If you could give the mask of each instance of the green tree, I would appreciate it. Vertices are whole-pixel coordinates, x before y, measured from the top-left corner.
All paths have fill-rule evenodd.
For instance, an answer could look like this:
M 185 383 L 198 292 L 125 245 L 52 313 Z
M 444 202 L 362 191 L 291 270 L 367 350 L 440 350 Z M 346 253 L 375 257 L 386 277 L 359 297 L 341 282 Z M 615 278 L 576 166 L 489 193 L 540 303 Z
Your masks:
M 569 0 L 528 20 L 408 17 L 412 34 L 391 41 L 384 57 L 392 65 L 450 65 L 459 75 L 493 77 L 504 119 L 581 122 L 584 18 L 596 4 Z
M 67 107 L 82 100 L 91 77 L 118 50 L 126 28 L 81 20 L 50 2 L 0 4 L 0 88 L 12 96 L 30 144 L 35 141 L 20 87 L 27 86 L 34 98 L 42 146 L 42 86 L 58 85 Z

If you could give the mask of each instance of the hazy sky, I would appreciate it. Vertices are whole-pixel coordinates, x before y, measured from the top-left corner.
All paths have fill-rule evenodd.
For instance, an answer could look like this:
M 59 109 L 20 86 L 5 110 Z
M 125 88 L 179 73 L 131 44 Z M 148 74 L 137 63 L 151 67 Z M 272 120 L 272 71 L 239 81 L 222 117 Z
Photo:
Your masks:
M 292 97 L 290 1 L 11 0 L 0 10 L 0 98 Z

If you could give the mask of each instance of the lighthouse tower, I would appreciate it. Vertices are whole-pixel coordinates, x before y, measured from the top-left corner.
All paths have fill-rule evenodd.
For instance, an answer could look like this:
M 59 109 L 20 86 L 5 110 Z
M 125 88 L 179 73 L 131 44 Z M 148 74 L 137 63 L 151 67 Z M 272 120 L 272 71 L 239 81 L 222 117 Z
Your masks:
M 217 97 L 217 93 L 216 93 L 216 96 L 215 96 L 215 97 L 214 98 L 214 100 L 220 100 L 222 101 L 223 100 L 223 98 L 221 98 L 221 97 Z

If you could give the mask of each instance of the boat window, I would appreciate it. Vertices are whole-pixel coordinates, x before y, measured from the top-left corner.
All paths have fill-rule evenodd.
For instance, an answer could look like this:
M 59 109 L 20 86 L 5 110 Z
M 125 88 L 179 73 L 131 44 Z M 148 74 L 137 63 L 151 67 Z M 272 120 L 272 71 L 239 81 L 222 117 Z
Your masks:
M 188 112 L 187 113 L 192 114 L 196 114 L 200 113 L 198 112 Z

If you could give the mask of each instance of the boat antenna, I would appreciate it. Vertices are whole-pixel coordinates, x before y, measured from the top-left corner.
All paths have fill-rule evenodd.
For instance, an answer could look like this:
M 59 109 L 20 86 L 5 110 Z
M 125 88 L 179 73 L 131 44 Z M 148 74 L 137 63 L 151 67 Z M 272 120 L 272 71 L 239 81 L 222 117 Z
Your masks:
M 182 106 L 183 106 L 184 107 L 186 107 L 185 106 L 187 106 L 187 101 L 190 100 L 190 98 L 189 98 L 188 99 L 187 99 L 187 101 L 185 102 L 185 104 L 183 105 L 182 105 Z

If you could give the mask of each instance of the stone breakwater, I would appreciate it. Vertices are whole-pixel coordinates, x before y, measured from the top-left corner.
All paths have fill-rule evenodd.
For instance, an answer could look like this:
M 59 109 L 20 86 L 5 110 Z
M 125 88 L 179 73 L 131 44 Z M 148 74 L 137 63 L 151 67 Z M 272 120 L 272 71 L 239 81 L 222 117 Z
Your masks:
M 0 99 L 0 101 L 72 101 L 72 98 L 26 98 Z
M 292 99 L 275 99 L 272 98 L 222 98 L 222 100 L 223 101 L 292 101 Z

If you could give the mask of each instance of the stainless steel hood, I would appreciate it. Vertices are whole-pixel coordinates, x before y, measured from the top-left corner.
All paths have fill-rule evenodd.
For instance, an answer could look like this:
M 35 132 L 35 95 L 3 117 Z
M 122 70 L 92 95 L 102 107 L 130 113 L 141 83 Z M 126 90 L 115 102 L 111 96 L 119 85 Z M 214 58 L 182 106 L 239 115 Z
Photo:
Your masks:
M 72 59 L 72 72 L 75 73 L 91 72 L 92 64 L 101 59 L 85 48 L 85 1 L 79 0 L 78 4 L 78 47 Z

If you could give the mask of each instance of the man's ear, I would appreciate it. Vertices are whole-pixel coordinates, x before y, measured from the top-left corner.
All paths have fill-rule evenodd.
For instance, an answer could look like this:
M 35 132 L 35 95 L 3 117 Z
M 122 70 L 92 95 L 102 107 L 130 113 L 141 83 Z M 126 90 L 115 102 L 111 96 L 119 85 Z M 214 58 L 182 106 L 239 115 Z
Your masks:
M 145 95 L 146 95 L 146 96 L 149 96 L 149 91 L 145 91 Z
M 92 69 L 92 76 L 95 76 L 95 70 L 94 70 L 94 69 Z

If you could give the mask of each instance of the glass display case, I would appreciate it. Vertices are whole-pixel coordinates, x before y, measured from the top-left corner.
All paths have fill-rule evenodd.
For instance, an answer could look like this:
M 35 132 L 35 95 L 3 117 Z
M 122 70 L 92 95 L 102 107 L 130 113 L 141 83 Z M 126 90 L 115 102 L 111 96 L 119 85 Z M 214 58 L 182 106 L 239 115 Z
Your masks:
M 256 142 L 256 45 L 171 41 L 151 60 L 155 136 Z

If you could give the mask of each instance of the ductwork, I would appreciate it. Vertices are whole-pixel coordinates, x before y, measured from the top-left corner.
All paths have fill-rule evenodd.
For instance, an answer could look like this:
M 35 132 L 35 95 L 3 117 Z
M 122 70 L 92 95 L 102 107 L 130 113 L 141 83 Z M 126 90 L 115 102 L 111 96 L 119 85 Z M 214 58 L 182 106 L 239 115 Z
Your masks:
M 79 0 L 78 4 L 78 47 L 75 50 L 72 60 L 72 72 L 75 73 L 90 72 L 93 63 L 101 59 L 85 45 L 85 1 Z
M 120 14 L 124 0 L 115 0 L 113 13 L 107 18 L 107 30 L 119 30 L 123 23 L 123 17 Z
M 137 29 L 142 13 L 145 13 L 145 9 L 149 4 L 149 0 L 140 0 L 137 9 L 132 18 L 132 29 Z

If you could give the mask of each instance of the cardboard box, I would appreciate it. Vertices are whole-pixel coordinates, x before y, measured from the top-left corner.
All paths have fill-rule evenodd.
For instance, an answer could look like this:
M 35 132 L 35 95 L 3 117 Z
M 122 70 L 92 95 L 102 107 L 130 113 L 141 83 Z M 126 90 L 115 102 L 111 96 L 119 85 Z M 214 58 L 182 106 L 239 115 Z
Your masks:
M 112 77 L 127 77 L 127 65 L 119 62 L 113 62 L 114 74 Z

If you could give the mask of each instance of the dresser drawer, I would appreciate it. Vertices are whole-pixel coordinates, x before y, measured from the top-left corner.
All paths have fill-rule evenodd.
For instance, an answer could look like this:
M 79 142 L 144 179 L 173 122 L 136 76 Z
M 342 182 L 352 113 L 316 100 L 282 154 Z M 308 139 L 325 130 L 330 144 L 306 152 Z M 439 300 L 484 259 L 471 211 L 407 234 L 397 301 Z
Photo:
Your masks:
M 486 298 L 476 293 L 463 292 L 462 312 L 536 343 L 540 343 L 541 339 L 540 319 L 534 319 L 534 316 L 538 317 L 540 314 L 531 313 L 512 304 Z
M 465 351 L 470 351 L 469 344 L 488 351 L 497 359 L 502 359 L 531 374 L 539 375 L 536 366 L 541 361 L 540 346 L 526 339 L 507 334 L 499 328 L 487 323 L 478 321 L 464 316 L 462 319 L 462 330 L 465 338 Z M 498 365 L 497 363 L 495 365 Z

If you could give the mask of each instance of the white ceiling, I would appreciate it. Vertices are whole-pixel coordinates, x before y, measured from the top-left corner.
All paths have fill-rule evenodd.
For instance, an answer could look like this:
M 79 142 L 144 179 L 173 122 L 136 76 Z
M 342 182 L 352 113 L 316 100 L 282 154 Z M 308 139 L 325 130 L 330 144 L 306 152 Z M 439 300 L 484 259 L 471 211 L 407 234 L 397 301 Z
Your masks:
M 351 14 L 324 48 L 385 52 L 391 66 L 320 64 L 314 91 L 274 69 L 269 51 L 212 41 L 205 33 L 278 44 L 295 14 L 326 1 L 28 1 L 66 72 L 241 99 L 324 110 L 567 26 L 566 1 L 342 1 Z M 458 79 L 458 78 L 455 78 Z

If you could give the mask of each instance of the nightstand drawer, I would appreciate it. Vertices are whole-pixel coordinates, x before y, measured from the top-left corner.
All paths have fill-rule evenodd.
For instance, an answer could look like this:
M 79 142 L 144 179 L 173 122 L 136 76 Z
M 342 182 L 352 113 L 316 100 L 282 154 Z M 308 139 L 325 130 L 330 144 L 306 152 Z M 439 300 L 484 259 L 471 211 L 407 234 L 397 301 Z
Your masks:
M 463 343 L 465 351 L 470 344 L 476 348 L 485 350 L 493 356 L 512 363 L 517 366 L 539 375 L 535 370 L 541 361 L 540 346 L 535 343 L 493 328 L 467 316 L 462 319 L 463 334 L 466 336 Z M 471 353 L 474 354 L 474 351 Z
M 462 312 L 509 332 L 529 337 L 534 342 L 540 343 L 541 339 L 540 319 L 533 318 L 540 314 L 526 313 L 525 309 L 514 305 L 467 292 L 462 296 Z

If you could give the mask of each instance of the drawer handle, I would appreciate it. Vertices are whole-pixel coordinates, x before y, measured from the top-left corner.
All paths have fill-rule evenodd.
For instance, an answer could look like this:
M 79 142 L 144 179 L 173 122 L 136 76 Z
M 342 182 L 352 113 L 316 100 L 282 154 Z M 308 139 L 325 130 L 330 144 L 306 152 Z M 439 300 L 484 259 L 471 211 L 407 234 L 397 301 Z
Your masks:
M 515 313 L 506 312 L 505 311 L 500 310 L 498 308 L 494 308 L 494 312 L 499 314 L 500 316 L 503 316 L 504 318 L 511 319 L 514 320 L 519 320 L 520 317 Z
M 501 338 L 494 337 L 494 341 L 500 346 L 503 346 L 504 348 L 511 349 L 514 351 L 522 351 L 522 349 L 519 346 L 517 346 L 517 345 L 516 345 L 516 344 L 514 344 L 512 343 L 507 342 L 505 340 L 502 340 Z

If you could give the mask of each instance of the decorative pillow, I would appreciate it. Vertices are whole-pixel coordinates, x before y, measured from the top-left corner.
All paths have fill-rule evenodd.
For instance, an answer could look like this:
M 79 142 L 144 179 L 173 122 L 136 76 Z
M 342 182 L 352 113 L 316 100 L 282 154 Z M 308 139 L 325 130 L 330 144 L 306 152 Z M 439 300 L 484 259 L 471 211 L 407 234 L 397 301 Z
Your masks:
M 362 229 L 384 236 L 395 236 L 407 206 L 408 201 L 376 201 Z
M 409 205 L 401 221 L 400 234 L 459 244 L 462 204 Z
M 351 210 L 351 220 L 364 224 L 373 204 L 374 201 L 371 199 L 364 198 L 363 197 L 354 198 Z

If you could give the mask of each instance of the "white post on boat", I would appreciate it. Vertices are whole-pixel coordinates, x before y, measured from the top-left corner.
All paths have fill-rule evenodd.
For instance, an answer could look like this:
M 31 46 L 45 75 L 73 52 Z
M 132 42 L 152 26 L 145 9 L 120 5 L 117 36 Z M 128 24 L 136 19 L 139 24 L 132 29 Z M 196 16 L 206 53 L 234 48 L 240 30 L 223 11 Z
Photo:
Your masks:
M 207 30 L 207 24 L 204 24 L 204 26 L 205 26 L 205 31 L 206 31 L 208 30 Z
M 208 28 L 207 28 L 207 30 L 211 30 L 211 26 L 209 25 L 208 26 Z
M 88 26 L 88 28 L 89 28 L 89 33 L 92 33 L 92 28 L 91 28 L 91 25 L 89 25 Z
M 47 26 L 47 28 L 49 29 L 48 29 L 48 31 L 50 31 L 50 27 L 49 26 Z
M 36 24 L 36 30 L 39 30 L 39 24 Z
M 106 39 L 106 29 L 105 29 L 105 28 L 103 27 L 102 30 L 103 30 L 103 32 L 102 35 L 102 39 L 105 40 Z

> _TASK PROMPT_: Reproduce the rows from the line containing "of the hazy" up to and including the line containing "M 292 97 L 290 1 L 11 0 L 0 10 L 0 98 Z", substituting "clear sky" for "hazy sky" and leaving everything else unchanged.

> _RESPONSE FOR THIS EXERCISE_:
If you could give the mask of each instance of the clear sky, I would appreciate it. Vertices are whole-pixel coordinates, x before y, measured from the top-left corner.
All paths have fill-rule evenodd.
For instance, an answer could look like this:
M 59 109 L 20 86 L 5 110 Z
M 125 88 L 179 73 L 131 44 Z M 148 74 L 137 63 L 151 67 Z M 272 120 L 272 71 L 239 81 L 222 117 Z
Photo:
Your masks:
M 292 97 L 290 1 L 11 0 L 0 10 L 0 98 Z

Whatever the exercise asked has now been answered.